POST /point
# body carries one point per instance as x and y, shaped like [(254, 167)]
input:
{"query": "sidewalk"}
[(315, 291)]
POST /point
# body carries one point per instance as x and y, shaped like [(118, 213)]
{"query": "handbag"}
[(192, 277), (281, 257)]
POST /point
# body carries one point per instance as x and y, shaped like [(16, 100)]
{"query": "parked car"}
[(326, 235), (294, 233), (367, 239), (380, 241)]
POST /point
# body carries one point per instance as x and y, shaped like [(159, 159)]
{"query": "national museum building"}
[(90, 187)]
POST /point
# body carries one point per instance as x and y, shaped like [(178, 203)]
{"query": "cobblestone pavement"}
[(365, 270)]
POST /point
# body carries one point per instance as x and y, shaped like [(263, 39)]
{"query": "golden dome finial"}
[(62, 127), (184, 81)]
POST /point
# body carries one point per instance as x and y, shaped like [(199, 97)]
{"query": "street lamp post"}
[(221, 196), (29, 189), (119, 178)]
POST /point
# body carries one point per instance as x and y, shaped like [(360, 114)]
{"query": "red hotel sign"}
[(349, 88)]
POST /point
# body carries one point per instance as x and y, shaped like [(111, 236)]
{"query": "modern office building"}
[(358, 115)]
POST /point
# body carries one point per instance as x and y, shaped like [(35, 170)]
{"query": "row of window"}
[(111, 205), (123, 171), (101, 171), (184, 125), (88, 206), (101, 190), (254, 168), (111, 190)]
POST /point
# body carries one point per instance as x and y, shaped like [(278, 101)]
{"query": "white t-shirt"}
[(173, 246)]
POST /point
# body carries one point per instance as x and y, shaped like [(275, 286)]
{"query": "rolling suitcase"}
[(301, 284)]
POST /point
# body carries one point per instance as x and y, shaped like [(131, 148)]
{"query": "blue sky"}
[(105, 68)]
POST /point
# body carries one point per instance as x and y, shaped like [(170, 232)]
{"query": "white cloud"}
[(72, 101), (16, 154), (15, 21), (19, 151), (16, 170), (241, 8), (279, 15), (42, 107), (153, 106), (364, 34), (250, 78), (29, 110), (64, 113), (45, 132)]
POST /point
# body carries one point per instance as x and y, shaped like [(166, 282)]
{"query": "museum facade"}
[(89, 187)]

########

EXERCISE BRIEF: Please print all of the rows above again, character for character, with nothing added or left out.

THE RESPONSE:
POST /point
# body carries one point per instance as x and y, shaped like [(254, 167)]
input:
{"query": "sidewalk"}
[(315, 291)]
POST /point
# body carries one point per instance as x and y, shaped like [(118, 213)]
{"query": "handbag"}
[(192, 277), (281, 257)]
POST /point
# body carries one point per instance as x and y, shaped like [(16, 100)]
{"query": "parked car"}
[(326, 235), (294, 233), (367, 239), (380, 241)]
POST /point
# body carries one point per instance as x and y, shaped like [(159, 159)]
{"query": "national museum building"}
[(90, 187)]
POST /point
# body carries one point per instance as x and y, shaped like [(178, 203)]
{"query": "cobblestone pavement"}
[(365, 270)]
POST /point
# body carries one point per instance as x and y, shaped like [(263, 39)]
{"query": "golden dome finial"}
[(62, 127), (184, 81)]
POST /point
# body carries one point per instance as x and y, shaped like [(199, 97)]
{"query": "street lamp post"}
[(221, 196), (29, 189), (119, 178)]
POST /point
# body carries one point per instance as x and y, shaped like [(360, 114)]
{"query": "red hotel sign"}
[(349, 88)]
POST /point
# body carries one point per instance as x and y, shaped like [(111, 236)]
{"query": "modern office building"}
[(358, 115)]
POST /point
# body carries one point per instance as x and y, shaped like [(35, 170)]
{"query": "row of window"}
[(111, 205), (123, 171), (101, 171), (184, 125), (88, 206), (101, 190), (254, 168), (111, 190)]
POST /point
# body carries one point per instance as x and y, shaped like [(278, 101)]
{"query": "white t-shirt"}
[(173, 246)]
POST /point
# body carries one point per instance as x and y, shaped like [(275, 286)]
{"query": "rolling suitcase"}
[(301, 284)]
POST /point
# body carries one point per instance as x and y, shaped like [(131, 148)]
{"query": "blue sky"}
[(105, 68)]
POST /point
# body carries one point per instance as x and y, shaped like [(170, 232)]
{"query": "white cloud"}
[(72, 101), (16, 154), (15, 21), (19, 151), (16, 170), (241, 8), (279, 15), (42, 107), (153, 106), (364, 34), (250, 78), (29, 110), (64, 113), (45, 132)]
POST /point
# body carries one point per instance as x and y, shaped like [(166, 282)]
{"query": "museum facade"}
[(89, 187)]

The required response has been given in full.